> **TAREFAS A RESOLVER**
**1.** Por favor, extraia do texto sobre a Folha todo o trecho que vai desde "Na Folha, me" até "experiênci­as de quase-morte.".
**2.** No texto sobre a Folha, a que bebida o jornal é comparado?

> **TEXTO SELECIONADO**
§
Na Folha, sou tratado como um rei. Mais precisamen­te Luis 16. A verdade é que a Folha foi uma espécie de pai pra mim. Mais precisamen­te o Fábio Júnior. Mora em outra cidade, às vezes troca meu nome, mas faz aquele Pix uma vez por mês. A Redação da Folha é uma espécie de paraíso. Cada vez mais vazio. As pessoas que lá estão não parecem vivas. Mas vão ficando por lá. Até porque a concorrênc­ia é um inferno.

Na Folha, me sinto a última bolacha do pacote. Amassada, estraçalha­da, esquecida. A verdade é que minha história aqui tem sido um conto de fadas. Precisamen­te dos irmãos Grimm, cheia de abandono e experiênci­as de quase-morte.

A Folha é a minha cachaça. Desce difícil, dá dor de cabeça. Mas não consigo largar porque me aproximou de muita gente legal.

A Folha pra mim foi uma faculdade. Quase não compareci. Mandei quando pude, o que pude. Tranquei quando não pude. E ainda assim não fui jubilado.
§
> **ITENS APRESENTADOS**

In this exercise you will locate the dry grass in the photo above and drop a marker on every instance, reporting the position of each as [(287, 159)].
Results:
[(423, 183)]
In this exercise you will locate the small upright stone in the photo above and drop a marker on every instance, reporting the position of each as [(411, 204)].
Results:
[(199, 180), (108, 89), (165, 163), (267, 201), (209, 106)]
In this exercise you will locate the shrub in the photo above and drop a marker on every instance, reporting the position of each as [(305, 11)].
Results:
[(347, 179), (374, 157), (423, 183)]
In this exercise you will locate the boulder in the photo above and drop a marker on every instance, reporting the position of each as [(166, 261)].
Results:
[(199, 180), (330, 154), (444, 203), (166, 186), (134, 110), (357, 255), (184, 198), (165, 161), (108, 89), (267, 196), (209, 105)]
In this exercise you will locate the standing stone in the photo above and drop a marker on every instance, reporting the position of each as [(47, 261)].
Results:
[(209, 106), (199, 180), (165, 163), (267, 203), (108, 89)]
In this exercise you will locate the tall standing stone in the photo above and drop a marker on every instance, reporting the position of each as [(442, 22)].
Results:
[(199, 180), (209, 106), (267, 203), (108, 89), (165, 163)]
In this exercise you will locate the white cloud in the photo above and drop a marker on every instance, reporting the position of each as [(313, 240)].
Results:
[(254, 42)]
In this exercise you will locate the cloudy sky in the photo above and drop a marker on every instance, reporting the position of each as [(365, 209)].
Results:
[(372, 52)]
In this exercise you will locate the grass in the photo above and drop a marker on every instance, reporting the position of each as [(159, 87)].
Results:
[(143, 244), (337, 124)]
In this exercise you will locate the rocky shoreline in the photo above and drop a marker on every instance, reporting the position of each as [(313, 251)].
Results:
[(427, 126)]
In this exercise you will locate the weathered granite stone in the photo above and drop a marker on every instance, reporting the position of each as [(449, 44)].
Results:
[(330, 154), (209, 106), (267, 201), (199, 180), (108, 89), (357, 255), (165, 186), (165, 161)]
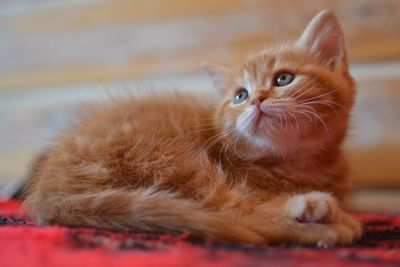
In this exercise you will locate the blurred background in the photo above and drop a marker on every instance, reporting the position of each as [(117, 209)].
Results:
[(56, 54)]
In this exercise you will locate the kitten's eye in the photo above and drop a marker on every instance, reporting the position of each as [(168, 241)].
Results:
[(240, 96), (283, 79)]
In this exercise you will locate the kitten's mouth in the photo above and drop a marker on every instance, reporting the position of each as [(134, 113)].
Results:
[(261, 116)]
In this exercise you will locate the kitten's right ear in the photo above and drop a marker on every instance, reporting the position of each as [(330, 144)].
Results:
[(324, 37), (217, 74)]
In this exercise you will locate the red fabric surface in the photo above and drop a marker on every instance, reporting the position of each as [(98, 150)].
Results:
[(22, 243)]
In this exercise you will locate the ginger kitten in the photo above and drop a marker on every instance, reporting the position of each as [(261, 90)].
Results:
[(264, 165)]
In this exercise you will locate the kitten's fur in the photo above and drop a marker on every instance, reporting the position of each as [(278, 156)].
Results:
[(227, 172)]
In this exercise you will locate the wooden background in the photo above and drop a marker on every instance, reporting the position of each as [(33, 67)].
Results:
[(52, 51)]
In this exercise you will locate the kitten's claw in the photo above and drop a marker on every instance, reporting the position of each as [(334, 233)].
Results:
[(313, 207)]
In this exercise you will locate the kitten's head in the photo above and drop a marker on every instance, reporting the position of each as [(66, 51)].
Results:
[(292, 99)]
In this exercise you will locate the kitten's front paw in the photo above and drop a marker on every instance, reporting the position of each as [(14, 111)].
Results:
[(313, 207)]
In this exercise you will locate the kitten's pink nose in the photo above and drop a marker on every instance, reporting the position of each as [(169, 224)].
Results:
[(259, 97)]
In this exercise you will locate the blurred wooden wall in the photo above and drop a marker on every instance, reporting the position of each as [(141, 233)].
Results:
[(45, 43)]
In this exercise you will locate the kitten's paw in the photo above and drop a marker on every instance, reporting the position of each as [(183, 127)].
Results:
[(344, 231), (313, 207)]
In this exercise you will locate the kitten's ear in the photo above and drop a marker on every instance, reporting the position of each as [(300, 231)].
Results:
[(217, 74), (324, 37)]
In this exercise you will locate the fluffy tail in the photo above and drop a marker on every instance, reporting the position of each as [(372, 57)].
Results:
[(142, 209)]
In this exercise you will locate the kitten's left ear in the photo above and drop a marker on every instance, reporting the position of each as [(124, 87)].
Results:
[(217, 74), (324, 37)]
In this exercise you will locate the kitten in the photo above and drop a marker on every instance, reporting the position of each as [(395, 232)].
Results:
[(264, 165)]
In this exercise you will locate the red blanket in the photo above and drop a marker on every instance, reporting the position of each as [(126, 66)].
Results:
[(23, 244)]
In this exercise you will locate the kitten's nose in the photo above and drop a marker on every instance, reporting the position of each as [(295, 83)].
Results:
[(259, 97)]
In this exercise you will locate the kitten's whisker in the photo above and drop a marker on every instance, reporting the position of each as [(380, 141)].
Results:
[(308, 84), (321, 95)]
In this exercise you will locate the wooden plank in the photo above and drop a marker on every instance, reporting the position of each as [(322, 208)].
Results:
[(110, 40)]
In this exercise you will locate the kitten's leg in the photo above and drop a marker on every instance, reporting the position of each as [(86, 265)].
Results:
[(321, 208), (225, 214)]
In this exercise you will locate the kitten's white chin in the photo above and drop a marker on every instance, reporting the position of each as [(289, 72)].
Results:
[(263, 133)]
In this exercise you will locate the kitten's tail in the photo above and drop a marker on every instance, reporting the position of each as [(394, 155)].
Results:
[(141, 209)]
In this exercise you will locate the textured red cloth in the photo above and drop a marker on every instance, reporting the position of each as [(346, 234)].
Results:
[(24, 244)]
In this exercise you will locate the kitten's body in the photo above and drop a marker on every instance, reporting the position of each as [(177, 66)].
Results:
[(184, 163)]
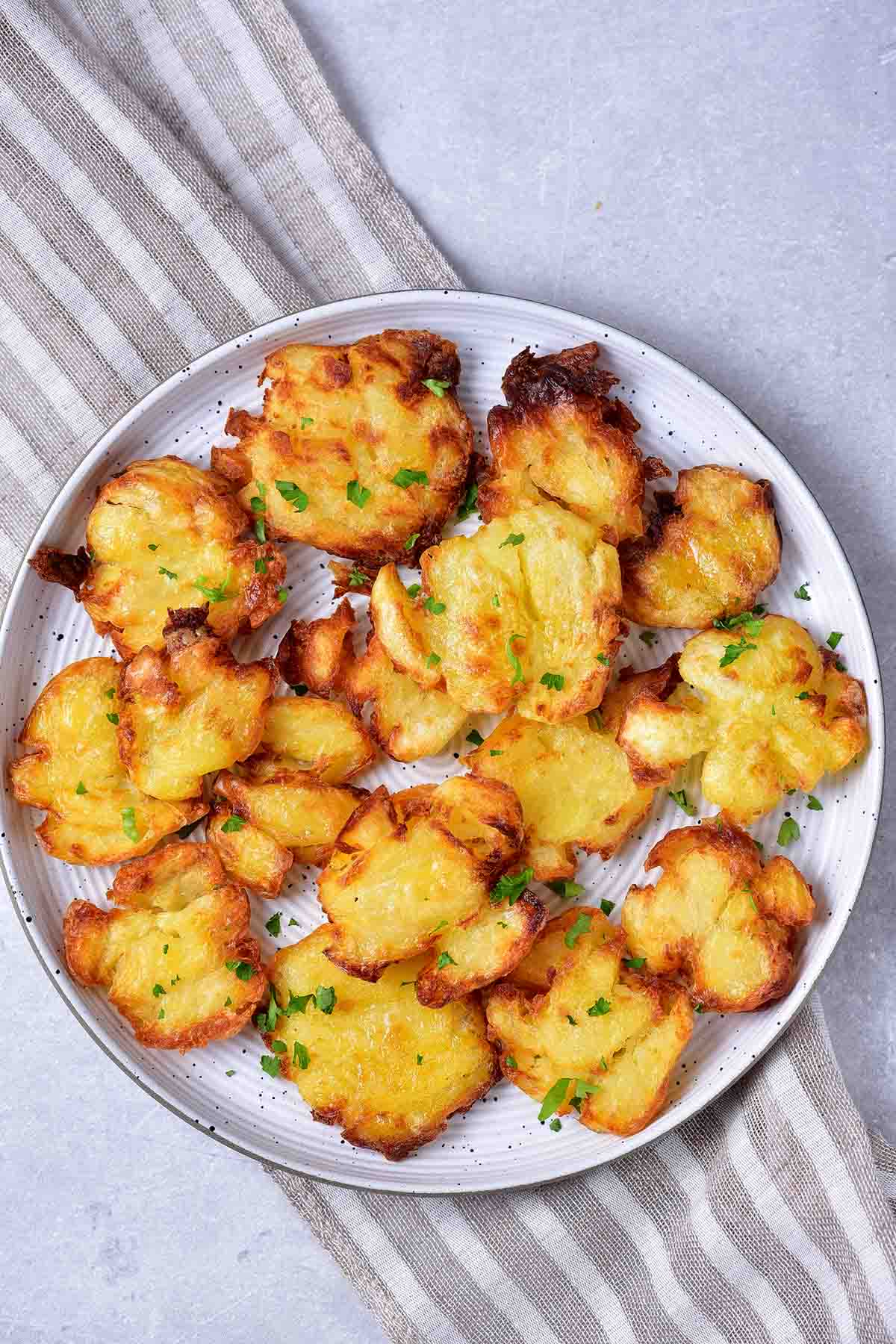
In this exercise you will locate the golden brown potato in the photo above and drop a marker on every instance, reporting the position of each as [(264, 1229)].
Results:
[(417, 874), (579, 1031), (160, 535), (712, 547), (374, 1061), (716, 918), (573, 779), (561, 437), (774, 714), (314, 653), (176, 959), (190, 710), (73, 772), (521, 613), (408, 721), (363, 449)]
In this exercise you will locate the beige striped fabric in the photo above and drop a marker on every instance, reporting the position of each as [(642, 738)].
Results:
[(173, 174)]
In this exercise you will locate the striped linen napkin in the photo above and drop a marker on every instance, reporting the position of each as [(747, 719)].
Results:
[(171, 175)]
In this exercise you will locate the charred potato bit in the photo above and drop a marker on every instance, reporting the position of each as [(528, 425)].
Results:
[(314, 653), (408, 721), (718, 920), (521, 613), (573, 779), (176, 956), (379, 1065), (190, 710), (579, 1030), (96, 815), (712, 547), (164, 534), (561, 437), (361, 447), (418, 874), (774, 715)]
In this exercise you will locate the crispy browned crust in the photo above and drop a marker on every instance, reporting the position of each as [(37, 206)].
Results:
[(55, 566), (314, 653), (435, 989)]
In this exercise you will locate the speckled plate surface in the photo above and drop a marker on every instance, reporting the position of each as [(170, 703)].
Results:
[(499, 1144)]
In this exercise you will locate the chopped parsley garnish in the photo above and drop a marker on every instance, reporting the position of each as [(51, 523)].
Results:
[(511, 886), (788, 833), (207, 589), (356, 494), (568, 890), (470, 503), (680, 799), (734, 651), (514, 660), (129, 824), (292, 494), (242, 969), (408, 476), (574, 932)]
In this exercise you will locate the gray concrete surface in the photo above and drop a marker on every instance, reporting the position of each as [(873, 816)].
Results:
[(739, 156)]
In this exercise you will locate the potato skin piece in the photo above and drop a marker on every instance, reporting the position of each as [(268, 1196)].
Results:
[(363, 1073), (709, 551), (70, 742), (718, 920), (336, 414), (176, 922), (541, 1021), (561, 437), (195, 524)]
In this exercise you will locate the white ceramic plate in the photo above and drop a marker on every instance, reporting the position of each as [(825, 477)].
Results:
[(500, 1142)]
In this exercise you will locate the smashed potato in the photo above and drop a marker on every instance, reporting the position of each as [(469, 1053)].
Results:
[(73, 772), (573, 779), (408, 721), (718, 918), (774, 714), (417, 874), (379, 1065), (711, 549), (160, 535), (176, 956), (561, 437), (363, 449), (524, 612), (581, 1031), (190, 710)]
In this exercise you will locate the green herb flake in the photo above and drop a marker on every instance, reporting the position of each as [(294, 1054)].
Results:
[(574, 932), (292, 494)]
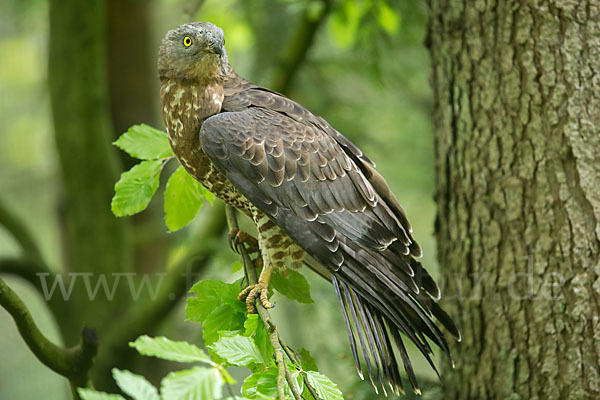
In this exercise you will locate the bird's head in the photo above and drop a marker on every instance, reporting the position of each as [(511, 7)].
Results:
[(194, 51)]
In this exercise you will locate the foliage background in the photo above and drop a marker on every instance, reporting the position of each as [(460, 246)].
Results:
[(373, 87)]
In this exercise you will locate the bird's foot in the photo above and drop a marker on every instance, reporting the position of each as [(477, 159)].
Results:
[(253, 292), (237, 238)]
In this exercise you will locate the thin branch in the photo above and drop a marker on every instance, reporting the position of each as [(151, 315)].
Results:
[(296, 49), (74, 364), (264, 315)]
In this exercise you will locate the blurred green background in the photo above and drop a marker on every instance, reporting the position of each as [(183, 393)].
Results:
[(366, 73)]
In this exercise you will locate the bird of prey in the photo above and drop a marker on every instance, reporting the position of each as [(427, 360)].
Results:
[(314, 196)]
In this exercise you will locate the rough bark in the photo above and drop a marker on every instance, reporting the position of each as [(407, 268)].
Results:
[(517, 91), (95, 241)]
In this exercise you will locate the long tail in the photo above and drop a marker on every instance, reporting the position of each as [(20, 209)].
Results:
[(381, 306)]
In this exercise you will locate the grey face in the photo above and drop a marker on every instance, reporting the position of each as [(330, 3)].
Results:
[(191, 49)]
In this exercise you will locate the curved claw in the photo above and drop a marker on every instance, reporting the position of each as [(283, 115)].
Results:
[(251, 293)]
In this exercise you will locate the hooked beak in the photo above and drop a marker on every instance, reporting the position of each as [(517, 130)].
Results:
[(216, 47)]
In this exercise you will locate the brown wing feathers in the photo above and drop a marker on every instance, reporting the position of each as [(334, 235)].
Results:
[(320, 189)]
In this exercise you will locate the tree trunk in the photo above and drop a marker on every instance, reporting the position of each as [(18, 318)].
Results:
[(517, 91), (95, 241)]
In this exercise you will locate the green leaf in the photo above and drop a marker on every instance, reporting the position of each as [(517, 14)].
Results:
[(251, 324), (135, 386), (238, 350), (210, 294), (145, 142), (388, 19), (223, 318), (136, 187), (307, 361), (326, 389), (183, 199), (172, 350), (208, 195), (261, 385), (345, 22), (254, 327), (236, 266), (199, 383), (294, 286), (89, 394)]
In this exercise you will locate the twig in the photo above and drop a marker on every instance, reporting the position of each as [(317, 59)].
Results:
[(27, 268), (74, 364), (266, 318), (297, 47)]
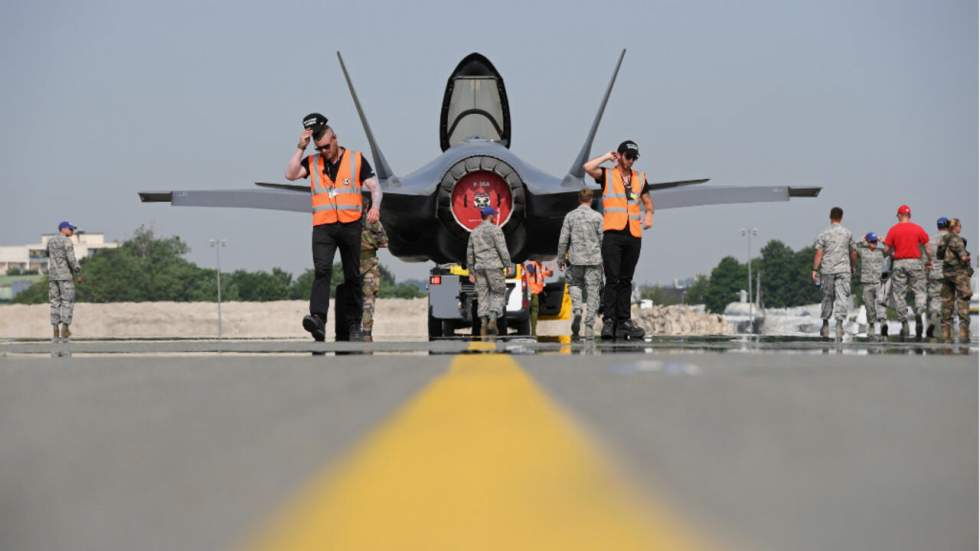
§
> **RESPOSTAS EM ORDEM**
**1.**
Na Folha, me sinto a última bolacha do pacote. Amassada, estraçalha­da, esquecida. A verdade é que minha história aqui tem sido um conto de fadas. Precisamen­te dos irmãos Grimm, cheia de abandono e experiênci­as de quase-morte.

**2.** À cachaça.